◆ TASK DETAILS ◆
In the passage on Black migration out of New York City, since when has the number of American-born Black residents leaving the city exceeded the number arriving?

◆ PROVIDED TEXT ◆
A similar article by Sam Roberts, published on April 3, 2006, in the “NY/Region” section of the New York Times called out, “New York City Losing Blacks, Census Shows,” and states unequivocally, “The analysis of migration from 1995 to 2000 also suggests that many blacks, already struggling with high housing costs in New York City, are being priced out of nearby suburbs, too.” The “tides” of immigration and emigration of the African-American populations into and out of New York hinges explicitly on the moment noted by Delany: “Reversing a tide from the South who altered the complexion of the city earlier in the 20th century, the number of American-born blacks leaving the city has exceeded the number arriving since at least the late 1970’s” (Roberts).

Source records

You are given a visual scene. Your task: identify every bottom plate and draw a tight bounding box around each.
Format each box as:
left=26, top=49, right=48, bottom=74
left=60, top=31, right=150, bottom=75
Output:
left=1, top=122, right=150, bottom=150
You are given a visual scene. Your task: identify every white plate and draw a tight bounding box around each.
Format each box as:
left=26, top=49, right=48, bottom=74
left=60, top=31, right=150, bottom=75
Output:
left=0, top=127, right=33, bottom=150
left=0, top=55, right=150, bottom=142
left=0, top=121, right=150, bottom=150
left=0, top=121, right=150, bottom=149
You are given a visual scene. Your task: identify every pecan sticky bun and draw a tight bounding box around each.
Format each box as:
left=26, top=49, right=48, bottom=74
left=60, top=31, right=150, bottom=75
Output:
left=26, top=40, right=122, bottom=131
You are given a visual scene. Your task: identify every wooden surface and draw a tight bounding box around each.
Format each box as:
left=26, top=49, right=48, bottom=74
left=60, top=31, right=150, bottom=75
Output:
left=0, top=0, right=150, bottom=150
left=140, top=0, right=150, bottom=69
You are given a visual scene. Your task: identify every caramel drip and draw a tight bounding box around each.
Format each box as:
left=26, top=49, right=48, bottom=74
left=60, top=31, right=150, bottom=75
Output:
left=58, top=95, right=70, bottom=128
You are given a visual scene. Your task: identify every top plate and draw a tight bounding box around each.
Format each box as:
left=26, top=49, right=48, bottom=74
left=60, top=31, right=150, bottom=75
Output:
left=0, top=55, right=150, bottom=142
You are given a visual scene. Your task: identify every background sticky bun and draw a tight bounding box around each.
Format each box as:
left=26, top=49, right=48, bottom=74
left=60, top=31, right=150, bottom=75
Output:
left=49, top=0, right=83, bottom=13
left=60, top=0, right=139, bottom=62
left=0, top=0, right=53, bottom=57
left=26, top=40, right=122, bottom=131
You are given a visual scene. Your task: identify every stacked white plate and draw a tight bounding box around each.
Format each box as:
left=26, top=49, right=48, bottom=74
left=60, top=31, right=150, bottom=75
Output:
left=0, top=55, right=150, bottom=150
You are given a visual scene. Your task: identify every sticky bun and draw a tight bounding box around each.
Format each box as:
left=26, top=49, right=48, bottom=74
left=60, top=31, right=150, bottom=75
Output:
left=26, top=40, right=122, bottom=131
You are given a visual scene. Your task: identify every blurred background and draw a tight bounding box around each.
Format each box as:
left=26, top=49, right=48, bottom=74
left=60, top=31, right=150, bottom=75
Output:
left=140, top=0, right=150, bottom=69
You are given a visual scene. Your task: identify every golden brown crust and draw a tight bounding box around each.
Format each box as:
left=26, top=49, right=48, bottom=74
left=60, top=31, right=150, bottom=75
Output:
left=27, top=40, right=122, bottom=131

◆ RESULT ◆
Since at least the late 1970s.